*CONSIGNA*.
Contesta, con base en el fragmento de página:
1. ¿Cómo se titula el libro que hizo famosos a los dos generales alemanes?
2. ¿Qué años abarcó el Mandato inglés de Palestina?
3. ¿Cuántos judíos contó el censo de 1931?

Cinco años después de la segunda guerra, el general alemán de Asís, cuyo nombre
no recuerdo y debería recordar, fue recibido como un héroe en olor de
multitudes. A los dos generales alemanes que se negaron a dinamitar París por
orden del mismo Hitler no les fue tan bien. Se escribió un libro que los hizo
famosos, ¿Arde París?, pero nunca fueron
reincorporados al ejército y hasta fueron tachados prácticamente de traidores.
Cosas veredes, Sancho.
Finiquitada
la segunda guerra mundial todos tenían a los judíos colgados del alma, pero
nadie sabía que hacer con ellos. Se habría podido crear un estado judío en la
riviera francesa o en la Baviera alemana, algo que tanto se merecían franceses
y alemanes como castigo por sus crímenes, pero las cosas no ocurrieron de esa
manera. Allí, en oriente, estaba la tierra prometida que los judíos habían
arrebatado a los cananeos tres mil años antes y que ahora arrebatarían a los
palestinos con el concurso de las grandes potencias y la bendición de las Naciones
Unidas, que es un poco la misma cosa.
La caída del imperio turco, el
Imperio Otomano, a raíz de la primera guerra mundial puso en manos de franceses
e ingleses algunas provincias árabes del cercano oriente a las cuales
dividieron antojadizamente en protectorados como el Mandato francés de Siria, el
Mandato inglés de Iraq y el Mandato inglés de palestina, el “British mandate”
(1922-1948). Este mandato estaba compuesto por los territorios que ocupan la
actual Jordania y la Palestina propiamente dicha, dividida en dos por el Jordán
e integrada hoy por Israel, la franja de Gaza y Cisjordania. De acuerdo con el
primer censo elaborado por los británicos en 1922, la “población de Palestina era de 752.048, de los
cuales 589.177 eran musulmanes, 83.790 judíos, 71.464 cristianos y 7.617 de otras
religiones. Los datos de 1922 se refieren a ambos lados del río Jordán, al
menos para los no judíos. Tras el segundo censo de 1931, la población había
aumentado hasta los 1.036.339 habitantes, de los cuales 761.922 eran
musulmanes, 175.138 judíos, 89.134 cristianos y 10.145 de otras religiones. No
hubo más censos, pero las estadísticas se conservaron registrando los
nacimientos, las defunciones y la inmigración. Algunos datos como la inmigración
ilegal sólo se pueden calcular de forma aproximada. En 1945, el estudio
demográfico mostraba que la población era ya de 1.764.520 habitantes,
comprendiendo 1.061.270 musulmanes, 553.600 judíos, 135.550 cristianos y 14.100
de otras religiones”. Paradójicamente, el “feroz” Imperio Otomano había
protegido durante siglos a sus minorías y las había obligado a vivir en paz.

*DATOS GUARDADOS*.

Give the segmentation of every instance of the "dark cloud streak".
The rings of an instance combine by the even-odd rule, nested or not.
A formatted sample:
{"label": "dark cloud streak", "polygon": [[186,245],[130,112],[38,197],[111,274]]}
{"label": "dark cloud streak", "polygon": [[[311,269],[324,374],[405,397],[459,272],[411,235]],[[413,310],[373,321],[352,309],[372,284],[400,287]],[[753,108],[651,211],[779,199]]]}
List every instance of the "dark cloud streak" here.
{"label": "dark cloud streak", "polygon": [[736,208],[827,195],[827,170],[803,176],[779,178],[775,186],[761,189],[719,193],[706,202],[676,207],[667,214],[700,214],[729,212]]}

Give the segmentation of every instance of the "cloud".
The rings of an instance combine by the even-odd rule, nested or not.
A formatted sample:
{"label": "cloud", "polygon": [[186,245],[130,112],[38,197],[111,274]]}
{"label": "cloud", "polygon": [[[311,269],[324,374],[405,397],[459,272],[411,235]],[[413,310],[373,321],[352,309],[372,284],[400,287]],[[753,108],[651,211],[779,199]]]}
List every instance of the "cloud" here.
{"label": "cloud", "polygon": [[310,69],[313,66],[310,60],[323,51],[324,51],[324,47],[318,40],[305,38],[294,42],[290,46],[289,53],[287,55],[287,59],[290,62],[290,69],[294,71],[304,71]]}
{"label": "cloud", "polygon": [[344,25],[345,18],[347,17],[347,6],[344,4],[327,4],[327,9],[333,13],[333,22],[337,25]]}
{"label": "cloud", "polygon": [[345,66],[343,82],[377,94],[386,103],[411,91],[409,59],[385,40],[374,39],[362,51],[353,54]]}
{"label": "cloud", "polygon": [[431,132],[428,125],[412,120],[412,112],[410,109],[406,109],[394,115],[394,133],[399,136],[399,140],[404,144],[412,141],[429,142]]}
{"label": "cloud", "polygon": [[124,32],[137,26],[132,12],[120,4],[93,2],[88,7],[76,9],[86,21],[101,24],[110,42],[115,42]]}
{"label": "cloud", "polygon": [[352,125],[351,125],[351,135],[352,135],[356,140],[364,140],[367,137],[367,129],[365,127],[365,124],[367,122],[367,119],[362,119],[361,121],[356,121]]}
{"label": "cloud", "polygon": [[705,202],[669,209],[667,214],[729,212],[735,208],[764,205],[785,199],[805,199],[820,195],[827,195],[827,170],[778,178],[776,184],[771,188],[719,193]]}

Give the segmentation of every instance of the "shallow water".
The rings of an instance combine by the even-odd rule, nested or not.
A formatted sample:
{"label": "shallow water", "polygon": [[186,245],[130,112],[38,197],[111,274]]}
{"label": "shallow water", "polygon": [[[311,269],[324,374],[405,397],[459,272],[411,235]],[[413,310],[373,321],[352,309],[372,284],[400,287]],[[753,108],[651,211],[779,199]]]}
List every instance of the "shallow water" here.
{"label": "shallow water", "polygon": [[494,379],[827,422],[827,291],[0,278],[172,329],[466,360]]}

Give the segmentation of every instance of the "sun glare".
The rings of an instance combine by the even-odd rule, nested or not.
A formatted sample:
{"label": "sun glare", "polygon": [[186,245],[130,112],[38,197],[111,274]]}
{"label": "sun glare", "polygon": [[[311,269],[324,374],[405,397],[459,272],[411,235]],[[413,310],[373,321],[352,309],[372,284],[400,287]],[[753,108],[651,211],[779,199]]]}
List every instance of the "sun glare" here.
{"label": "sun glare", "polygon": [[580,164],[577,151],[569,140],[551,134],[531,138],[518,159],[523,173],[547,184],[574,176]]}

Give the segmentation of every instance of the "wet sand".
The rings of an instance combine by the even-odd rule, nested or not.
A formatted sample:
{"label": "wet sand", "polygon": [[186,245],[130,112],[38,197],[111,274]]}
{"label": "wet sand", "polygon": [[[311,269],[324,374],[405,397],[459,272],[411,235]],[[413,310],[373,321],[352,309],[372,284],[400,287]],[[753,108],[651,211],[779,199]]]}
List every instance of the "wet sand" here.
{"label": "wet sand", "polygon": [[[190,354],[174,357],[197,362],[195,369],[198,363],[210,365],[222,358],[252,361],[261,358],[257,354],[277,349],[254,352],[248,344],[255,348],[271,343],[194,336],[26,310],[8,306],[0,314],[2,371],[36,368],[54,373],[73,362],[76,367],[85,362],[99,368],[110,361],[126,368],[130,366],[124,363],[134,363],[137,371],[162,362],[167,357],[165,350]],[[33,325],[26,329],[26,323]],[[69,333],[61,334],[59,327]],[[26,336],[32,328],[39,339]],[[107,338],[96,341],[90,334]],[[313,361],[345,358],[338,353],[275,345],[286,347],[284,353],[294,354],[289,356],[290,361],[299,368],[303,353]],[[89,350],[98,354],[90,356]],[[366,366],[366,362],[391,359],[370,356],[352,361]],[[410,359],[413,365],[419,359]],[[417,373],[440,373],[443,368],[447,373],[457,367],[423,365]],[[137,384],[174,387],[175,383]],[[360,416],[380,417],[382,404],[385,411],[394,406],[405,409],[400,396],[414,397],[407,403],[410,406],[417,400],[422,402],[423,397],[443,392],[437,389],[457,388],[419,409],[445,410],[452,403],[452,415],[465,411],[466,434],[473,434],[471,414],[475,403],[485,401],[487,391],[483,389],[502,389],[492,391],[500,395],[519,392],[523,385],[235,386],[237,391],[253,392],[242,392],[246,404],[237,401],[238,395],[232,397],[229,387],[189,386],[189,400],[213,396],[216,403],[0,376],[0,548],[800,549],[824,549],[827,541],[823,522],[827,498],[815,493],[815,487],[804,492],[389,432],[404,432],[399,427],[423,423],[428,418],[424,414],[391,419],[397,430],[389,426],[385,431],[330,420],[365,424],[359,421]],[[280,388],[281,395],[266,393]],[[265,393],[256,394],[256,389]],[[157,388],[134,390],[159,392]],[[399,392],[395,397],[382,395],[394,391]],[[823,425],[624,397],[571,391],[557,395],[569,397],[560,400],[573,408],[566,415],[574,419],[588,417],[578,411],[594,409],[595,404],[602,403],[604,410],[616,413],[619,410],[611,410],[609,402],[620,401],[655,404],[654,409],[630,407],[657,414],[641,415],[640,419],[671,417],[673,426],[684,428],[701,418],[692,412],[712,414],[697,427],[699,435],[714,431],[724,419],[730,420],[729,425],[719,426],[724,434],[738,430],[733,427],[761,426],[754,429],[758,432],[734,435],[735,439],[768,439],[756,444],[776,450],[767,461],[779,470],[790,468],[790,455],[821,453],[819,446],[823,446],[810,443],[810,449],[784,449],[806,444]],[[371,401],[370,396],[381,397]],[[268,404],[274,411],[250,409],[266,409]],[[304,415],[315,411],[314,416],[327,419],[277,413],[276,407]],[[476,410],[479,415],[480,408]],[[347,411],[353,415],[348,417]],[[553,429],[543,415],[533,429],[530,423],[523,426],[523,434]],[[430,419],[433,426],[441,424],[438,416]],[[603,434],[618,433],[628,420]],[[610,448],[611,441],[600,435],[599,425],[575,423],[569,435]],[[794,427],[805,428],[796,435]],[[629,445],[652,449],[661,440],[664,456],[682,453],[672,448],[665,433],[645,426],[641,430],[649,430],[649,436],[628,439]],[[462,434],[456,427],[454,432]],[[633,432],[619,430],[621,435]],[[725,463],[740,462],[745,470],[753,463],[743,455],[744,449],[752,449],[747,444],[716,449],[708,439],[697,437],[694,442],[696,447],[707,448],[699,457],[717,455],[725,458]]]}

*RESULTADO OBTENIDO*.
1. ¿Arde París?
2. De 1922 a 1948.
3. 175.138.